EXERCISE PROMPT
No line before the one containing "Put one marker on each instance of the stainless" should appear; that line and all lines after it, through the end of the data, are to be set down exactly.
Start of ENTRIES PROVIDED
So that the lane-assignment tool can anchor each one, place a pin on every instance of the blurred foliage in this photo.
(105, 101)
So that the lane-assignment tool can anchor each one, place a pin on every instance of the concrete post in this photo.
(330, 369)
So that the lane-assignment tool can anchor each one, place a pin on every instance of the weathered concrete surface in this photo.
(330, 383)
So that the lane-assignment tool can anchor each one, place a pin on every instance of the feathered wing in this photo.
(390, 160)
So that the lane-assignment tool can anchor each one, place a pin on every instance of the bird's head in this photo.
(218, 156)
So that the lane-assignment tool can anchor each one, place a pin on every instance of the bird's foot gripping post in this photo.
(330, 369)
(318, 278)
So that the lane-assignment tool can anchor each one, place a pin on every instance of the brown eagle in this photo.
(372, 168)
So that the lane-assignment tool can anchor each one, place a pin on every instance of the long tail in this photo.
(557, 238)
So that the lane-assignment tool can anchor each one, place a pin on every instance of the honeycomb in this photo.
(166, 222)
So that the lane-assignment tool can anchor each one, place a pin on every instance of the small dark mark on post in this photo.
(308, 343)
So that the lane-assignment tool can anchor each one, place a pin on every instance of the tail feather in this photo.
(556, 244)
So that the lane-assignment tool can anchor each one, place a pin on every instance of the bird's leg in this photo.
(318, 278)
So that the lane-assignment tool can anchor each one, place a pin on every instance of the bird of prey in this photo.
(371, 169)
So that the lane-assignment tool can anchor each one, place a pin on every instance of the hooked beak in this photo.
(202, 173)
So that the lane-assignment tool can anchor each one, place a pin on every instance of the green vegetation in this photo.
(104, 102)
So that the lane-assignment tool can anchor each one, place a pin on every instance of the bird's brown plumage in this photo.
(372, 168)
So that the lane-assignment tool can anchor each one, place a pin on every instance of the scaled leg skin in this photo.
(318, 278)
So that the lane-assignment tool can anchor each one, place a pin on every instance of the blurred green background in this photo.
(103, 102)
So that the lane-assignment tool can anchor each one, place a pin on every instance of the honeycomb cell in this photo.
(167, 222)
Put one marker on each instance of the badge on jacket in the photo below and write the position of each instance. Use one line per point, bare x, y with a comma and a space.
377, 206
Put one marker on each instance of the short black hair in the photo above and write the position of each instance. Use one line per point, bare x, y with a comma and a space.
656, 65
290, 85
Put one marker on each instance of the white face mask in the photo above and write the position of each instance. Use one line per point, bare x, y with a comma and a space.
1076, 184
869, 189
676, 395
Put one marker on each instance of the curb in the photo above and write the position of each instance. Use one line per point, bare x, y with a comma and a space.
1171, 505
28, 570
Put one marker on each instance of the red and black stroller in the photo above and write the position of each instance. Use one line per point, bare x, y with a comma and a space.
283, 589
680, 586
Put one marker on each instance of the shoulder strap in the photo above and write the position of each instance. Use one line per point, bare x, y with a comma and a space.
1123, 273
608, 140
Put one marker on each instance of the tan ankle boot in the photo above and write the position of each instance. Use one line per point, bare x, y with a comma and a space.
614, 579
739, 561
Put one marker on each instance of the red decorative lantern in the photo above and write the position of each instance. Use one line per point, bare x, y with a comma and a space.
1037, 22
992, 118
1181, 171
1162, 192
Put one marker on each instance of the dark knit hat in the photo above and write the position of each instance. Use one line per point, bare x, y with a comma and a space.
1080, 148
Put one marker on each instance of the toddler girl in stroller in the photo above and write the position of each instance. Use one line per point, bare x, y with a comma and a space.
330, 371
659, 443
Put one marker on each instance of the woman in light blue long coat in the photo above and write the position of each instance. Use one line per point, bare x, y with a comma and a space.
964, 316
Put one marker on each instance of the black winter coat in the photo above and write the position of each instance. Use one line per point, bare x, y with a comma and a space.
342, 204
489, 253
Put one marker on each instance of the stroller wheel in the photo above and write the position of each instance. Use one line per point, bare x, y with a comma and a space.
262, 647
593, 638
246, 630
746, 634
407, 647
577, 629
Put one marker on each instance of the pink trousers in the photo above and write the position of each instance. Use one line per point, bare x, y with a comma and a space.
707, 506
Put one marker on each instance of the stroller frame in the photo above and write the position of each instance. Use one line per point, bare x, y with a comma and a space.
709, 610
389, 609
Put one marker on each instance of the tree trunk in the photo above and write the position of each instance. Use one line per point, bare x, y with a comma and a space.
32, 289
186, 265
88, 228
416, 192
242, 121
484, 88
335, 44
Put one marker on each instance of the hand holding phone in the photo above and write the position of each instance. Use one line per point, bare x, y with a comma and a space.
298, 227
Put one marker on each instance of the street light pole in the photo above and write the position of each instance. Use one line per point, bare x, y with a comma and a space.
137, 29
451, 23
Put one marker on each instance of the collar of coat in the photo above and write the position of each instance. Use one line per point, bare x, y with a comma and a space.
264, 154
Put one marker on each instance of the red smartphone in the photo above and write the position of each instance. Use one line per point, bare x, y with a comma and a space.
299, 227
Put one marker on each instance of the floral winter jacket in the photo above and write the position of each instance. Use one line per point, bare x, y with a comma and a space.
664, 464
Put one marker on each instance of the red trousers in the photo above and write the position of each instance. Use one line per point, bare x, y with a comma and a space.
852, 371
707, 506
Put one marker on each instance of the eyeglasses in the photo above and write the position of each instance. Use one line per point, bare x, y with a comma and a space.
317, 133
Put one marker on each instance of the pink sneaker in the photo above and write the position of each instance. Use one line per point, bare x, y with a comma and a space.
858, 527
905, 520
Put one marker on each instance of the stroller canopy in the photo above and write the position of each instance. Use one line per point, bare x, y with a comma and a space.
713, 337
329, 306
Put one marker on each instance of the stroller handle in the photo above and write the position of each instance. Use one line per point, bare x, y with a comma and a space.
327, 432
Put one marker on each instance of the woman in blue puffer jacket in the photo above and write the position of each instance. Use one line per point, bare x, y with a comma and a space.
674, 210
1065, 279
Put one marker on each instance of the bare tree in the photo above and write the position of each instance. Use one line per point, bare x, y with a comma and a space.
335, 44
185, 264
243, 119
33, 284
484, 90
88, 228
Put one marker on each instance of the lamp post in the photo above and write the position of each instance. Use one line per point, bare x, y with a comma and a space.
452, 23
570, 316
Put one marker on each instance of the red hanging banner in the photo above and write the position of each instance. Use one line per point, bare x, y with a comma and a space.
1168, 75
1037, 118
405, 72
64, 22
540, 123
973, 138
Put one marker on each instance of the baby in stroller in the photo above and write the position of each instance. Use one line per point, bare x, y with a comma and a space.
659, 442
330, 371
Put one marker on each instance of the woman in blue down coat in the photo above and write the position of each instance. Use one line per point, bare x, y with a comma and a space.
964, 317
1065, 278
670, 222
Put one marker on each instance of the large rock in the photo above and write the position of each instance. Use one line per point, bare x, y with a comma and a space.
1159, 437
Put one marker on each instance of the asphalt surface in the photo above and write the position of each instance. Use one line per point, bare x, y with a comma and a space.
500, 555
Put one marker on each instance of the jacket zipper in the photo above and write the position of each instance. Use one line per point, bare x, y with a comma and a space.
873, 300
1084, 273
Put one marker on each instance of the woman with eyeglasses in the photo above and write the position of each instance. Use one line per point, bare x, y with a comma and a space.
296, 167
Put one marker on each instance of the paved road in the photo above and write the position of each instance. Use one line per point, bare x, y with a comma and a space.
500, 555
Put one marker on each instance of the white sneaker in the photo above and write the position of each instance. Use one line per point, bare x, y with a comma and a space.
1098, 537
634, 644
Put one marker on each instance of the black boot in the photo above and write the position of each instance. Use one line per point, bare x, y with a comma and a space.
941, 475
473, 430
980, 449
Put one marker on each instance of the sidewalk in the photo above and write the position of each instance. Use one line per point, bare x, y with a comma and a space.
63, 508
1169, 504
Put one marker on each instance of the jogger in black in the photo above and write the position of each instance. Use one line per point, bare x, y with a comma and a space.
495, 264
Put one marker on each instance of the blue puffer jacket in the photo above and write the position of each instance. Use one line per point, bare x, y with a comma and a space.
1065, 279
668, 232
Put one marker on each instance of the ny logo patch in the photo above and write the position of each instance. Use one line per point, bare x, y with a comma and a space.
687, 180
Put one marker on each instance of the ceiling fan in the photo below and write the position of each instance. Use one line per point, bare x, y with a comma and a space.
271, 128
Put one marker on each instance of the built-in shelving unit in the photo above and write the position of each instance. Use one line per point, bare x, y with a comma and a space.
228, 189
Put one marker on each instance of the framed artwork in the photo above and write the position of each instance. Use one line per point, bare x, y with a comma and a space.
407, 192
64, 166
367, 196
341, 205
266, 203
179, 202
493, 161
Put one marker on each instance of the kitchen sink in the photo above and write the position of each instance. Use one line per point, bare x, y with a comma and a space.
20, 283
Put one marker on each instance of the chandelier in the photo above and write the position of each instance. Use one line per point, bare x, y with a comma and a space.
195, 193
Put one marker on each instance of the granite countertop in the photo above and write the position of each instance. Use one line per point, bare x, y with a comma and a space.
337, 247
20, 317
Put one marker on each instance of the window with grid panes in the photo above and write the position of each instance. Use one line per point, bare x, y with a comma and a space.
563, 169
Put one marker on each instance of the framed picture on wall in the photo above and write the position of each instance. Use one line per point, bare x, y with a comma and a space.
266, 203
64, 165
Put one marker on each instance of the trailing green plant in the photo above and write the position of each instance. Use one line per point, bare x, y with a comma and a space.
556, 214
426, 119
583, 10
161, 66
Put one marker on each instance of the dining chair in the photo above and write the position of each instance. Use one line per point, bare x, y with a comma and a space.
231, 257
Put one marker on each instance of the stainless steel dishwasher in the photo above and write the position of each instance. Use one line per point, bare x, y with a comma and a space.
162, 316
End of ENTRIES PROVIDED
COMPLETED TASK
Put one marker on each instance of the stainless steel dishwasher in the photo above and write the position of each instance. Use one line per point, bare x, y with a comma and a space.
162, 316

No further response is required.